*WRITTEN PROBLEM:* Copy out every line in full, starting at the first line and ending at the line that contains "(1168, 354)", and shift each coordinate by adding 94 to both of its numbers. Leave the pictures out of your answer.

+++ DATA ROWS

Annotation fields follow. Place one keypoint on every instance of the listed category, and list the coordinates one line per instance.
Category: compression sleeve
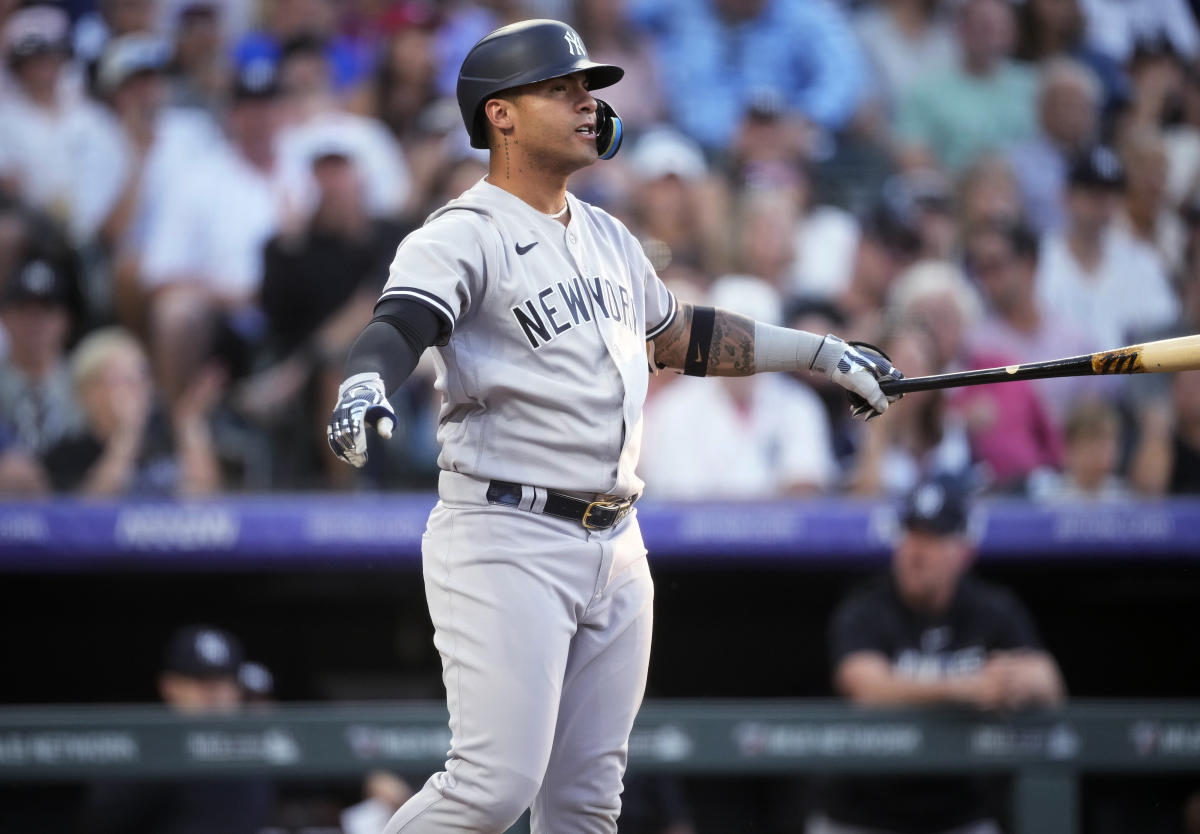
(784, 349)
(394, 341)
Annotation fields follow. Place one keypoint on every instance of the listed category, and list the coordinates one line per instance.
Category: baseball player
(543, 311)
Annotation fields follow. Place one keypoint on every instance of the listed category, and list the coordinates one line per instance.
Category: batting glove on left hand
(361, 401)
(858, 367)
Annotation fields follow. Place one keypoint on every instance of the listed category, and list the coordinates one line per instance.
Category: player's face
(927, 568)
(555, 121)
(201, 695)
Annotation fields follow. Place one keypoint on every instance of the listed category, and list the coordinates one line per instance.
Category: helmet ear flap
(610, 130)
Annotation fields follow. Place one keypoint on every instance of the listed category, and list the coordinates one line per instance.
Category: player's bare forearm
(726, 352)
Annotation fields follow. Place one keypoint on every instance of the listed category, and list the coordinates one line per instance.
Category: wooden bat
(1168, 354)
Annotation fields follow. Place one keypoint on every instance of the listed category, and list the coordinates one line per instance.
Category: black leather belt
(597, 515)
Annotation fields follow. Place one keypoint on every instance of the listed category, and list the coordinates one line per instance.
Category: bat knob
(384, 426)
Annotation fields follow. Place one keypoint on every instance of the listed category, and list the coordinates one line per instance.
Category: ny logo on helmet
(575, 43)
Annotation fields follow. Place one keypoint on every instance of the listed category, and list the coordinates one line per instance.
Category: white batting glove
(361, 402)
(858, 370)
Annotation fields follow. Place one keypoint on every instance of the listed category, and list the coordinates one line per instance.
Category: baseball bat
(1164, 355)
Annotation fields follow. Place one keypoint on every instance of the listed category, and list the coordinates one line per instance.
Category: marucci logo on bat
(1117, 361)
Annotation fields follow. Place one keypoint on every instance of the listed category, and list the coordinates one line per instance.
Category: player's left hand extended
(858, 367)
(361, 402)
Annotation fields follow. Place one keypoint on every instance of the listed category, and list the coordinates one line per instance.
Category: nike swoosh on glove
(361, 401)
(858, 367)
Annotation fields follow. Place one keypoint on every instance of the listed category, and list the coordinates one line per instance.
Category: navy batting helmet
(526, 53)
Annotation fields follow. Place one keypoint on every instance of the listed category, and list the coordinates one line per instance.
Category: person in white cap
(54, 144)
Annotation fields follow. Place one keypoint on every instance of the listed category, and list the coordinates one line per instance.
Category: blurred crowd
(199, 201)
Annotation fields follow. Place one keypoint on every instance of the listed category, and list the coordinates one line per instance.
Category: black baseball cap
(1098, 168)
(39, 281)
(36, 30)
(203, 652)
(258, 79)
(937, 505)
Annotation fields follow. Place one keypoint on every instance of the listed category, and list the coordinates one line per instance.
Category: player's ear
(499, 113)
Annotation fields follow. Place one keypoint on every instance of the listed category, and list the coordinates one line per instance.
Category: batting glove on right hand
(858, 367)
(361, 401)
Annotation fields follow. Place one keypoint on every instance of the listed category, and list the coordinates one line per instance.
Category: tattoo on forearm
(732, 352)
(730, 349)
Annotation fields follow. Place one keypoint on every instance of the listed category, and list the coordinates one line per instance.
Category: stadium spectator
(1161, 457)
(312, 113)
(1116, 28)
(933, 198)
(21, 475)
(765, 220)
(286, 21)
(1156, 81)
(1185, 461)
(983, 105)
(606, 28)
(748, 437)
(198, 677)
(1183, 143)
(197, 72)
(319, 288)
(55, 145)
(1167, 456)
(936, 295)
(736, 52)
(988, 193)
(129, 445)
(677, 207)
(1069, 100)
(157, 148)
(106, 21)
(1002, 259)
(203, 264)
(891, 241)
(1055, 29)
(1096, 275)
(905, 40)
(1091, 457)
(1147, 214)
(924, 439)
(405, 83)
(925, 635)
(383, 793)
(823, 239)
(36, 397)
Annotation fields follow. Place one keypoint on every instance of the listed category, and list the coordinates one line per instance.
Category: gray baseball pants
(544, 630)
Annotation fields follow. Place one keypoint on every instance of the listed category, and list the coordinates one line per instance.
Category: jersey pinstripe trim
(429, 299)
(665, 323)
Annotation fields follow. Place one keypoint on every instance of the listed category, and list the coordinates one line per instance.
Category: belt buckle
(615, 507)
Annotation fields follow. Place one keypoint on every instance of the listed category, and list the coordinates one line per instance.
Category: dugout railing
(1045, 753)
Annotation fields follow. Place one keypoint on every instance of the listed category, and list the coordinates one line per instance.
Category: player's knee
(495, 799)
(575, 809)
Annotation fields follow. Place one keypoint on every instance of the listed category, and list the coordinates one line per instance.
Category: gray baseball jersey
(533, 381)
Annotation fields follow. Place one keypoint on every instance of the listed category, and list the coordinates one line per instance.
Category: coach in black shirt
(929, 634)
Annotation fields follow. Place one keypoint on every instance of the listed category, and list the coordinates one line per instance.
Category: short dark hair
(1018, 234)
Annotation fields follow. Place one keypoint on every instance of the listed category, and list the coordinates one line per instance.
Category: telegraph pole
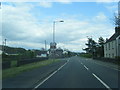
(45, 45)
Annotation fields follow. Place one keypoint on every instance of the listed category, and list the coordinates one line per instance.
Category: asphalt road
(82, 73)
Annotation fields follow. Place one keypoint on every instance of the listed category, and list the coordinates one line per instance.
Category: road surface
(81, 73)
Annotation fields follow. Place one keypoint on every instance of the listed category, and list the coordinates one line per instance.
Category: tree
(117, 20)
(91, 47)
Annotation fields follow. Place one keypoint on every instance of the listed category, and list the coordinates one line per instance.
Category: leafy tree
(91, 46)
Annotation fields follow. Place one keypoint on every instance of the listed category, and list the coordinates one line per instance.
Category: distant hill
(12, 50)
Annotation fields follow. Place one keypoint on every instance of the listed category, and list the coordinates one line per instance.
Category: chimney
(117, 30)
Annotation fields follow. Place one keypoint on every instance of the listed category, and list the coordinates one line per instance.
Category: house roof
(113, 37)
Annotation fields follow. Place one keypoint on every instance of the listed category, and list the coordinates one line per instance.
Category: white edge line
(86, 67)
(102, 82)
(50, 76)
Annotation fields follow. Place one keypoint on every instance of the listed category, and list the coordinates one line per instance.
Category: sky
(29, 24)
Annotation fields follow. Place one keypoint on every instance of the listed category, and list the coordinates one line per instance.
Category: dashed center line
(50, 76)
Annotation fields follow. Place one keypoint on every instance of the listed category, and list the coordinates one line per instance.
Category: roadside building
(112, 45)
(59, 53)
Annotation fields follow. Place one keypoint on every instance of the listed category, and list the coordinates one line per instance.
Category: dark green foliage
(95, 49)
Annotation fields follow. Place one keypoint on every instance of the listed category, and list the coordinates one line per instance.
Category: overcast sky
(29, 24)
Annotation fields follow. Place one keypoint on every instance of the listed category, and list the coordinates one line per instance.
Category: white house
(112, 45)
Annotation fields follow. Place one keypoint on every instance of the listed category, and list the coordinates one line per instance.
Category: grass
(17, 70)
(13, 63)
(86, 55)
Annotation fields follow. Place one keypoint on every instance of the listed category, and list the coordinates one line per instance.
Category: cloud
(46, 4)
(21, 28)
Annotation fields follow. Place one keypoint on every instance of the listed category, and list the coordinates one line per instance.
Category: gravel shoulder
(30, 78)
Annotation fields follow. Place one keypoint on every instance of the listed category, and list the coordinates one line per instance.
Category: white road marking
(86, 67)
(50, 76)
(101, 81)
(105, 65)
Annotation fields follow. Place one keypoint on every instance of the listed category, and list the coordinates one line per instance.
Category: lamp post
(54, 37)
(54, 29)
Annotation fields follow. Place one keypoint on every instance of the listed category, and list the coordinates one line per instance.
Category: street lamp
(54, 44)
(54, 29)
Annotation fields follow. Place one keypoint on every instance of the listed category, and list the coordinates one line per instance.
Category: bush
(87, 55)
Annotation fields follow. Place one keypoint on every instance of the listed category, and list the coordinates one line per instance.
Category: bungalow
(112, 45)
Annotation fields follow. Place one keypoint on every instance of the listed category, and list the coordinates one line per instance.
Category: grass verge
(17, 70)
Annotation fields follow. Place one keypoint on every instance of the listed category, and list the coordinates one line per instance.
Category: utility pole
(45, 45)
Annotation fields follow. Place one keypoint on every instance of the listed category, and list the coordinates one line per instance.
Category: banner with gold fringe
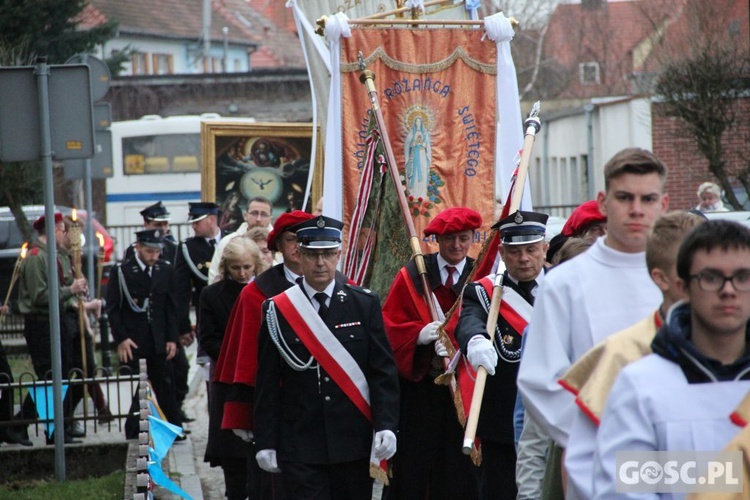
(437, 95)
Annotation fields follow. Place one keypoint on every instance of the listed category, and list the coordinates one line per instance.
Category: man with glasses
(327, 392)
(258, 214)
(680, 397)
(429, 461)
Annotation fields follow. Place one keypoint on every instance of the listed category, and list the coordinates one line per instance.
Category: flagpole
(368, 79)
(533, 125)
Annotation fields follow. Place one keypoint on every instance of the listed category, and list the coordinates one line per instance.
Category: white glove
(440, 349)
(481, 352)
(428, 333)
(384, 445)
(246, 436)
(267, 460)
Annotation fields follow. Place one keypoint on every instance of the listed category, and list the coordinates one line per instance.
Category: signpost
(46, 113)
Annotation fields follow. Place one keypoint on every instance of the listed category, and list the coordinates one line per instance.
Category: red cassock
(237, 365)
(405, 312)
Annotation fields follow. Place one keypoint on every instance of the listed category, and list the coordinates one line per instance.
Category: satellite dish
(100, 75)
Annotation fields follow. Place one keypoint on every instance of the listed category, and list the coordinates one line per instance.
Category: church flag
(436, 86)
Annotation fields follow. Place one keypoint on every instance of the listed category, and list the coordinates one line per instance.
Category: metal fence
(117, 389)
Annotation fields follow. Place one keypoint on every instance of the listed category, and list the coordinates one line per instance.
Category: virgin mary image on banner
(417, 157)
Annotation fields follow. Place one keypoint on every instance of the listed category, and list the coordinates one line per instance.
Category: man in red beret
(237, 364)
(523, 250)
(429, 462)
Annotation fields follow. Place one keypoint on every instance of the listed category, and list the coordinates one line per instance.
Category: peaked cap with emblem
(201, 210)
(153, 238)
(319, 233)
(522, 228)
(155, 212)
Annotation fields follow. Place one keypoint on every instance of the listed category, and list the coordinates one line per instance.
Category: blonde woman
(241, 261)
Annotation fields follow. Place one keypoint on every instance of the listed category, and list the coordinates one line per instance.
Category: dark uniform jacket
(188, 284)
(149, 330)
(238, 360)
(496, 417)
(304, 415)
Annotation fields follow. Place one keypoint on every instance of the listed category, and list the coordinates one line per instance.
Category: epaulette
(357, 288)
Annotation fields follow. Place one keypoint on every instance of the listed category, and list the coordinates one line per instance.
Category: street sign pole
(42, 72)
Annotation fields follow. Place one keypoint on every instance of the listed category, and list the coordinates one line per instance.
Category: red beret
(454, 220)
(284, 222)
(587, 213)
(38, 224)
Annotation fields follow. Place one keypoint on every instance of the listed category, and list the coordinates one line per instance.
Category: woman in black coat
(240, 262)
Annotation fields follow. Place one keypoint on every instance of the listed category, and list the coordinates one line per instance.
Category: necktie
(449, 280)
(527, 287)
(323, 309)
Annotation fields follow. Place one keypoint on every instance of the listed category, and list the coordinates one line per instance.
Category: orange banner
(437, 95)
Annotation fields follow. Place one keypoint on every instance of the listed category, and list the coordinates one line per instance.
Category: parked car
(11, 241)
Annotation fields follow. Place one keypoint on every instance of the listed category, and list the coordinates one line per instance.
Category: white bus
(154, 159)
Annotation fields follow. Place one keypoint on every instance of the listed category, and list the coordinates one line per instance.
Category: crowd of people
(627, 332)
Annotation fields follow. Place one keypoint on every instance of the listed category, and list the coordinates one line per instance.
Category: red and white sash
(325, 347)
(332, 357)
(513, 308)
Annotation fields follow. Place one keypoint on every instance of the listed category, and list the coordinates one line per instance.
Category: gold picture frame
(242, 160)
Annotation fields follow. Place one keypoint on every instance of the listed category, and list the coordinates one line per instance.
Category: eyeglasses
(255, 214)
(327, 254)
(713, 281)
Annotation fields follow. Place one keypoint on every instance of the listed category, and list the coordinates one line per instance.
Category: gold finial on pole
(13, 278)
(74, 238)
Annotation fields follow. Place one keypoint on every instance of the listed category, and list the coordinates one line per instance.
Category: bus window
(160, 154)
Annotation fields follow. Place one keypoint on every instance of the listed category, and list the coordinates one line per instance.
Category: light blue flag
(158, 476)
(163, 435)
(43, 397)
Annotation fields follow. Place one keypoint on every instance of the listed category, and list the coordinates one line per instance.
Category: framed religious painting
(242, 160)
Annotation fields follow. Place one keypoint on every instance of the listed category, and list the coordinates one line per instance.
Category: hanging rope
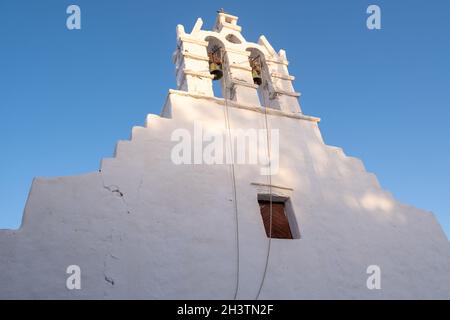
(228, 126)
(268, 138)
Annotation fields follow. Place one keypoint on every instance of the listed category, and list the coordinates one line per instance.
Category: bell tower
(249, 73)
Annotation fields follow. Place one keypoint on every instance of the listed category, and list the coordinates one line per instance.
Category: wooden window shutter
(280, 222)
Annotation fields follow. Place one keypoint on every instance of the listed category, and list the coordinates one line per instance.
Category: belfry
(145, 226)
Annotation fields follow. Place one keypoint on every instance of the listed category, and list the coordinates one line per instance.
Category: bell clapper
(215, 63)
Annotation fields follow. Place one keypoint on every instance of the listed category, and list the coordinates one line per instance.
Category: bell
(216, 70)
(256, 77)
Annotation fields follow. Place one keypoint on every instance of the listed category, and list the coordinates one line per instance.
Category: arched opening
(260, 74)
(217, 64)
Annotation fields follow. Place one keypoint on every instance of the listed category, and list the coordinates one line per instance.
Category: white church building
(159, 222)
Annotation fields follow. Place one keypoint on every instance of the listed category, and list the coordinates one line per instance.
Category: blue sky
(66, 97)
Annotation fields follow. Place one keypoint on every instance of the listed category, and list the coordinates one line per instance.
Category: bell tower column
(191, 63)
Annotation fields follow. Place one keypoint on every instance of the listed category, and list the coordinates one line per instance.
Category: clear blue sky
(66, 97)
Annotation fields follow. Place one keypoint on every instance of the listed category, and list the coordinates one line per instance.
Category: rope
(268, 137)
(227, 122)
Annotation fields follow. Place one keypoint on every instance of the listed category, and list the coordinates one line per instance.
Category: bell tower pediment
(249, 73)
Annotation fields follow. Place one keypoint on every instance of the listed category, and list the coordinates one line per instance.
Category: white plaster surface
(143, 227)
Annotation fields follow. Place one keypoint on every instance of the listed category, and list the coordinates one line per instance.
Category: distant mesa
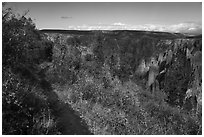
(65, 17)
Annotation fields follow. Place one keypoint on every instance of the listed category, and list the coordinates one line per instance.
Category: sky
(174, 16)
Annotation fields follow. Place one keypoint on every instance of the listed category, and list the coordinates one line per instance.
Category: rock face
(128, 54)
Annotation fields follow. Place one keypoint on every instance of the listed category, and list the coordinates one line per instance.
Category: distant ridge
(154, 34)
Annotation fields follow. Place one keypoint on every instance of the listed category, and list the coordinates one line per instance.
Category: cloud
(118, 24)
(186, 27)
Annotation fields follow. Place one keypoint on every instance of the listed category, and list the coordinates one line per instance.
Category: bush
(24, 107)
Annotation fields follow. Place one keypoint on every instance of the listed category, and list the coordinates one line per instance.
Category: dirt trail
(68, 122)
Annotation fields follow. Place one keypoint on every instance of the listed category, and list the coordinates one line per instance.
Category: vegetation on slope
(86, 84)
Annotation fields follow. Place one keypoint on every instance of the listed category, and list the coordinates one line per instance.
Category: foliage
(25, 109)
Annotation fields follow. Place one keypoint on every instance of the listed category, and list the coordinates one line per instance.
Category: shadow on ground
(68, 121)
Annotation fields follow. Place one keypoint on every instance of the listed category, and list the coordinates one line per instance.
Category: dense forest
(97, 82)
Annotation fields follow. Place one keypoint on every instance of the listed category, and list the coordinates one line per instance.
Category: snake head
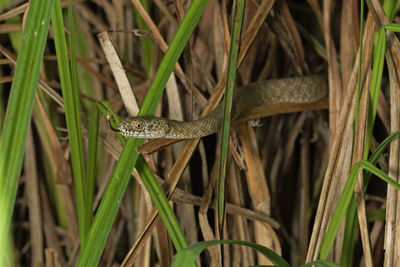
(143, 127)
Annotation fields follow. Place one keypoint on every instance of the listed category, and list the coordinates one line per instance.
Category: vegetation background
(70, 194)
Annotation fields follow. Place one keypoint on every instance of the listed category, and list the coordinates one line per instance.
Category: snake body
(302, 90)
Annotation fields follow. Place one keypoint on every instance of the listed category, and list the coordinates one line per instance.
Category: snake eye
(138, 124)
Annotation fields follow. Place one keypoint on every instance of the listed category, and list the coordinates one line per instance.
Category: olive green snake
(302, 90)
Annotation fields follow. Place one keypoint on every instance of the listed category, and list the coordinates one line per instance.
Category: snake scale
(302, 90)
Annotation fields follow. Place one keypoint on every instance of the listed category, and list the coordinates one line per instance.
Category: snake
(296, 90)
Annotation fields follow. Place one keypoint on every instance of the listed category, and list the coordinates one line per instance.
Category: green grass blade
(161, 203)
(344, 202)
(105, 216)
(19, 111)
(187, 256)
(226, 122)
(72, 115)
(93, 142)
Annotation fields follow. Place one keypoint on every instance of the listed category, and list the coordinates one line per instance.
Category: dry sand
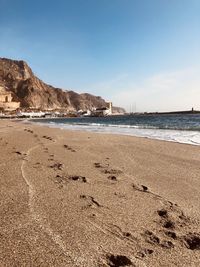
(84, 199)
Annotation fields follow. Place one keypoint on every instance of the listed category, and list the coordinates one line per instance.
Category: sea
(174, 128)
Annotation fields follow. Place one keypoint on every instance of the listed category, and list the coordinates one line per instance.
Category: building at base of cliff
(6, 102)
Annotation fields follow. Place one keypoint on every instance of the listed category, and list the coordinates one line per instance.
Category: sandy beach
(70, 198)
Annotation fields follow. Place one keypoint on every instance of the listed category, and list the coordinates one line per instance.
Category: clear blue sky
(129, 51)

++++++

*SOLUTION:*
Annotation fields follow. Place one keypoint on every instance of the listed category, and list the coordinates one line per instance.
Category: compression sleeve
(878, 443)
(488, 435)
Annotation fields follow. Place one keypoint on every instance of the listed category, and list the coordinates one line per instance.
Category: baseball player
(637, 405)
Annotation fields follow. Place one keypoint on every instance of the listed category, and list the coordinates one line per instance.
Category: batting glove on left hand
(455, 495)
(952, 461)
Annotation fields follow. Place one keypoint on every instance of the listed category, and list the coordinates one line per instance.
Category: player's face
(1021, 662)
(649, 215)
(295, 789)
Annotation fields follow. Place one keypoint on every instance of the listed category, and list the coordinates one line per instance.
Category: helmet ear flap
(704, 224)
Annotation fields follow. Place one keypoint on every instance of the listed category, and list the coordinates one line per instance.
Category: player's bare forearm
(820, 446)
Annotation fields follow. Place one keypoint on every instance of the listed category, and list the coordinates one line per instance.
Category: wooden bat
(1262, 448)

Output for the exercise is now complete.